# Article start
Comparing two excels with 400K rows each

I have 2 Excel files which has data around 400k+. I need to get distinct of 4 columns for DT1 and then check if a particular row value in distinct .DT1 is available in DT2. If row value is available in DT2, then compare the row values with DT1 and if a condition is satisfied then add a status to the row as Success.
I was able to do the use case as test with very limited data and it works as expected. As the rows are huge it takes for ever to complete the run.
I have - Read 2 excels and added them to DT1 and DT2. Did a distinct on few columns and saved it to DT1. then for each row in DT2 i placed a for each row in dt1 and started comparing with If dt2row(“ColName”)tostring = dt1row(“ColName”) then do this.
I need help to speed up the process.

Hello, maybe you can split your Dt2 in 2 dt with 200k items and do your operation in parallel with Dt2.1 and Dt2.2 ?

Hi @jvarghese9689

Can you please look into the below thread?
# Article end
# Dataset extract start
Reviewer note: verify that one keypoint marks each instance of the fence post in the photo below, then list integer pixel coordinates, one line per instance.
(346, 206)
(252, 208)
# Dataset extract end
Parts of the exercise:
1. Answer each question from the thread.
(a) About how many rows does each Excel file hold?
(b) What status is added to a row when the condition is satisfied?
(c) Into how many data tables, and of what size, does a reply suggest splitting DT2?
2. The thread's test worked as expected. What reason does it give for the full run taking so long?
Answer using only the thread, not the lines.

Written answers:
1.
(a) Around 400k or more rows each.
(b) Success.
(c) Two data tables of 200k items each.

2. The test used very limited data. The real files have a huge number of rows, around 400k or more each, so the run takes forever to complete.